**TEXT**

There’s plenty of evidence that smoking is bad for you, but the ruling on e-cigarettes isn’t so clear. Do they help people quit smoking, or do they get people to pick up the habit?
Nancy Rigotti, a physician at Massachusetts General Hospital and a Harvard Medical School professor, hopes to shed more light on what doctors should tell patients who ask about e-cigs.
In a piece published this week in the journal Annals of Internal Medicine, Rigotti lays out the benefits and harms of e-cigarettes.
“E-cigarettes have the potential for enormous benefit if they help smokers quit,” Rigotti writes. “[But] this benefit must be balanced against potential harm if e-cigarettes entice youths who would not otherwise have become cigarette smokers to try e-cigarettes, become addicted to nicotine and then switch to combustible cigarettes.”
Rigotti is a member of the National Academies of Sciences, Engineering and Medicine (NASEM), which released a report on the public health consequences of e-cigarettes last month.

**ENTRIES PROVIDED**
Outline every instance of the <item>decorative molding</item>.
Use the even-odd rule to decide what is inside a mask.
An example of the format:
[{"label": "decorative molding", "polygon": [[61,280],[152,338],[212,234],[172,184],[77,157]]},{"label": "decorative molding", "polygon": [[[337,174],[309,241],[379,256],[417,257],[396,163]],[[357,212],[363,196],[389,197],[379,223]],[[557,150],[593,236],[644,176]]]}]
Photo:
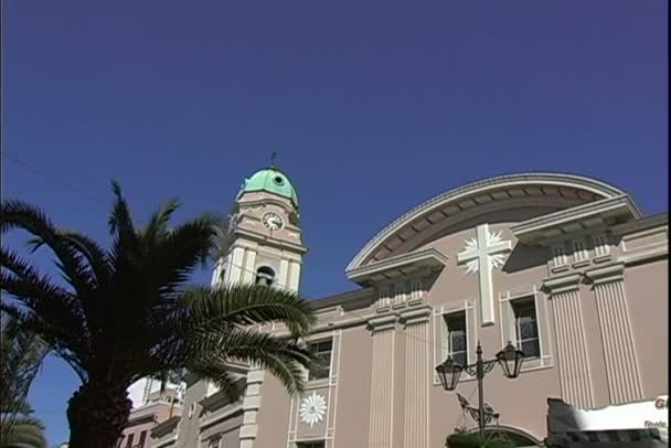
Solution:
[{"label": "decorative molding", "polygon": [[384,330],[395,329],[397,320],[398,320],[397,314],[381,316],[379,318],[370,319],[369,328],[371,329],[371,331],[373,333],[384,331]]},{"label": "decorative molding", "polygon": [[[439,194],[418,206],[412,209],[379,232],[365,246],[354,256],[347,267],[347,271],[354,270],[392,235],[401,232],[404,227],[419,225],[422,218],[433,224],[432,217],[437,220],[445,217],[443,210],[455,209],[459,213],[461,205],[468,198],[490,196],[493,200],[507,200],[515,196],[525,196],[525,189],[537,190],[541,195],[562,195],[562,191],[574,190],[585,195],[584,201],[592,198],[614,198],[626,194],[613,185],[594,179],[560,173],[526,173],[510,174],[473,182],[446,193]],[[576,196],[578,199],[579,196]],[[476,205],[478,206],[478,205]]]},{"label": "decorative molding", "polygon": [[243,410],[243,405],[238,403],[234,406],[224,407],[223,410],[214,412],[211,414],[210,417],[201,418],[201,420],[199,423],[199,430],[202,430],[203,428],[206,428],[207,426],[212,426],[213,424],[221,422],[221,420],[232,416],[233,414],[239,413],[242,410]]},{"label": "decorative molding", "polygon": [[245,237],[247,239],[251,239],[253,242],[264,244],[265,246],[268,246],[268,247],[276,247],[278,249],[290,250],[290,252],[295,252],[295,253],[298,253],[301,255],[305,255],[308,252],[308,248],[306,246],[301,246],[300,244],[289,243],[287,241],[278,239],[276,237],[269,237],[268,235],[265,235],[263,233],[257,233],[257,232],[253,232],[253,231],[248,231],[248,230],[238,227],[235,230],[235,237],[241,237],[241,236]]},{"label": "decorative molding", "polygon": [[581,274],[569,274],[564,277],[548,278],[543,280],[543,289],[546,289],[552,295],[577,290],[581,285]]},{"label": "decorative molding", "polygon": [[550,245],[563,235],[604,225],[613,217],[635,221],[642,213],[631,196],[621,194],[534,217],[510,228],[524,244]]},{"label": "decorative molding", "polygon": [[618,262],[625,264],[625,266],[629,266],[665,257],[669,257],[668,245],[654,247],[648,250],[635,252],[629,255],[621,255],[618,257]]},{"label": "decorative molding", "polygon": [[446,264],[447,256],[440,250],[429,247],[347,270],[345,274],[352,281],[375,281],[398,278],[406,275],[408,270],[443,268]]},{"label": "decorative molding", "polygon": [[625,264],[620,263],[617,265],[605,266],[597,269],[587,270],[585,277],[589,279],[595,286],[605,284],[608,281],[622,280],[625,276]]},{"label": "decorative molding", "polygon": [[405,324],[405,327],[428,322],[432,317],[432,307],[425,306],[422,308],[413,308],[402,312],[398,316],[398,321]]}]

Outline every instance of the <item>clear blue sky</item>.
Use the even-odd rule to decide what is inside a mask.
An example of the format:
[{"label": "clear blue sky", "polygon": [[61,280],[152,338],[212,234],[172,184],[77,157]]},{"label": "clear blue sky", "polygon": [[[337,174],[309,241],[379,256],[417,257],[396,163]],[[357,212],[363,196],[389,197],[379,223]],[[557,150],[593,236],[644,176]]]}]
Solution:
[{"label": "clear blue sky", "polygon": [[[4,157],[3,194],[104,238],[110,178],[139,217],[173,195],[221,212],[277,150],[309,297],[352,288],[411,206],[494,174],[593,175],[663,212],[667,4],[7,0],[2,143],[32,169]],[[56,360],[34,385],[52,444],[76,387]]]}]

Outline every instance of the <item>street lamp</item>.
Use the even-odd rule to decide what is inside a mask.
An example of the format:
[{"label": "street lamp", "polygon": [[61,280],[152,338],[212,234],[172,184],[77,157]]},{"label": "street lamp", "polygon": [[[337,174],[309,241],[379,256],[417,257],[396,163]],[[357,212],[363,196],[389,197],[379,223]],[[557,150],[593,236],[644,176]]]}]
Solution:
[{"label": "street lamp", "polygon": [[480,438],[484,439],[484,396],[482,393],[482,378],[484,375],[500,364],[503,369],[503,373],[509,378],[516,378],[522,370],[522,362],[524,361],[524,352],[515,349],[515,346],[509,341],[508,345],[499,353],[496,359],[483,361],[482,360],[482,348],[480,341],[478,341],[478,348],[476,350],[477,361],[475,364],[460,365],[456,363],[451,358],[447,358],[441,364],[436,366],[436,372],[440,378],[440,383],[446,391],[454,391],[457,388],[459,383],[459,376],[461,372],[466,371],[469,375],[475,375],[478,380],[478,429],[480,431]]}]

**EXERCISES TO COMPLETE**
a – Output the passage of the e-cigarettes text from "Nancy Rigotti, a" to "harms of e-cigarettes.", copied word for word.
b – Finish out the next part of the e-cigarettes text, continuing on from its final sentence.

**PER-TASK ANSWERS**
a –
Nancy Rigotti, a physician at Massachusetts General Hospital and a Harvard Medical School professor, hopes to shed more light on what doctors should tell patients who ask about e-cigs.
In a piece published this week in the journal Annals of Internal Medicine, Rigotti lays out the benefits and harms of e-cigarettes.

b –
That report was commissioned by the Food and Drug Administration and involved NASEM experts like Rigotti; Ava Navas-Acien, an environmental health professor at Columbia University; cancer researchers, policy experts and more.
That report’s main finding was that using e-cigarettes is less hazardous than continuing to smoke regular, or combustible, cigarettes, because e-cigarettes do not burn tobacco.
Switching completely from cigarettes to e-cigs will likely lower smoking-related health hazards, the experts found — but those who continue to smoke both types don’t see these benefits.
The NASEM committee also found no evidence that e-cigarettes increase someone’s risk of cardiovascular or pulmonary disease, cancer or other “adverse outcomes.” However, in her new writing, Rigotti warns that “lack of evidence does not equal evidence of no risk.”
More research on the long-term effects of e-cigs are needed, Rigotti cautions.
Though the use of e-cigarettes may increase the chances that teens who don’t smoke will try combustible cigarettes, the NASEM report concluded overall that the net effect of e-cigarettes is positive and that they’ll likely save lives over the next 50 years of use in the United States.
The NASEM report didn’t, however, give advice for what doctors should tell smokers about these electronic versions. That’s why Rigotti added her own guidance in this week’s publication.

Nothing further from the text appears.